STATED GOAL.
Can you rescale a stretch of the entries below, starting at the line that has "task | locate a point on every instance of the statue" and stopping after the line that has "x=306 y=186"? Write out those lines again, requests included, but multiply each x and y coordinate in the answers by 0.3 and round to whole numbers, with halves rounded up.
[DATASET start]
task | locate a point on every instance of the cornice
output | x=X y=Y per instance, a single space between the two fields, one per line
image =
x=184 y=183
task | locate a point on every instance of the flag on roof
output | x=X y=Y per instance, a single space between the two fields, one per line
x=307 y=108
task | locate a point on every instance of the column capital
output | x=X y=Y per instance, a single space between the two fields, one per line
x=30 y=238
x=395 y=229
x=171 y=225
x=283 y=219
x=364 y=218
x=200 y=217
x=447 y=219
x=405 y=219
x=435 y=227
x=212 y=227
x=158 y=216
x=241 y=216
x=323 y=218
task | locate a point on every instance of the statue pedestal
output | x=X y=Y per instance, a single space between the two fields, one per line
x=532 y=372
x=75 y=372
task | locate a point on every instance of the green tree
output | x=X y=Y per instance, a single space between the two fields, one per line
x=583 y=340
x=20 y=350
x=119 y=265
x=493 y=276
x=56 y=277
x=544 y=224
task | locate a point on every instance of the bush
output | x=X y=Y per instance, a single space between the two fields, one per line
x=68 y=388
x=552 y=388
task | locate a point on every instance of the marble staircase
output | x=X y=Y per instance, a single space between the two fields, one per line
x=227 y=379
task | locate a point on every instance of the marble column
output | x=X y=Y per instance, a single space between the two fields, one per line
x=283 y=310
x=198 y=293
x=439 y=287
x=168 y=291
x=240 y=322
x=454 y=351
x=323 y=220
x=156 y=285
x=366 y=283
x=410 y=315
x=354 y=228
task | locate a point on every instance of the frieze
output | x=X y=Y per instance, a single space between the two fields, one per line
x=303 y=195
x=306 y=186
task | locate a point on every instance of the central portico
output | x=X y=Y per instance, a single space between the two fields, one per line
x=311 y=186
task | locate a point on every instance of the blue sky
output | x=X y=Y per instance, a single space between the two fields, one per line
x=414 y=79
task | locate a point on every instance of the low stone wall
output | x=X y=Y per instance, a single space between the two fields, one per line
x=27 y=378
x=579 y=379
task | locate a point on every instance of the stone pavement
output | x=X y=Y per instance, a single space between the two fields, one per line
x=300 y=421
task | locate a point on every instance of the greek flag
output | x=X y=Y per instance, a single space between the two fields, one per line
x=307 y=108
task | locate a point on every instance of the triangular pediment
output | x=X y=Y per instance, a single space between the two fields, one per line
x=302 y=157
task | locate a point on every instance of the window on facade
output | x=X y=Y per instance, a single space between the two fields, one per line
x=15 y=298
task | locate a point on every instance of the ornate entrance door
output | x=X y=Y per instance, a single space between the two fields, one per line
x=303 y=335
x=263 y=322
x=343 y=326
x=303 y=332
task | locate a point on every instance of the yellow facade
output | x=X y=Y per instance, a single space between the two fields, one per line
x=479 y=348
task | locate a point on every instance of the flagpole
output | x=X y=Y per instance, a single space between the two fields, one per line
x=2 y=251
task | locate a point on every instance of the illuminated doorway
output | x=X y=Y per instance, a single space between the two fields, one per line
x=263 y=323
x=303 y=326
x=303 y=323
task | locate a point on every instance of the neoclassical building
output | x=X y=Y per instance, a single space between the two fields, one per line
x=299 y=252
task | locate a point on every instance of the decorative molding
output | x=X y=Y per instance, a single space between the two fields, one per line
[DATASET end]
OUTPUT OF THE EXERCISE.
task | locate a point on every instance of the statue pedestal
output | x=X y=Y per instance, a single space between the two fields, one per line
x=160 y=112
x=23 y=112
task | locate a point on every instance of the green tree
output | x=X y=Y per instance, a single space between the two fields, one per line
x=175 y=102
x=6 y=105
x=36 y=80
x=148 y=83
x=17 y=83
x=163 y=67
task | locate a point on every instance of the bush
output | x=X y=Y per instance, a single space between the two fields, one per line
x=20 y=116
x=166 y=116
task | locate a point on every instance of the marble staircase
output | x=X y=Y per instance, a single space between the two fields, one per line
x=68 y=114
task | locate a point on every instance of the marble column
output | x=X y=Y per instance, a single space between the two fields, one per line
x=85 y=93
x=59 y=88
x=132 y=86
x=50 y=87
x=72 y=97
x=136 y=105
x=97 y=66
x=47 y=86
x=110 y=85
x=123 y=95
x=106 y=68
task | locate a point on every instance of the frieze
output | x=X y=Y per instance, a single space between the two fields, one per line
x=91 y=59
x=92 y=56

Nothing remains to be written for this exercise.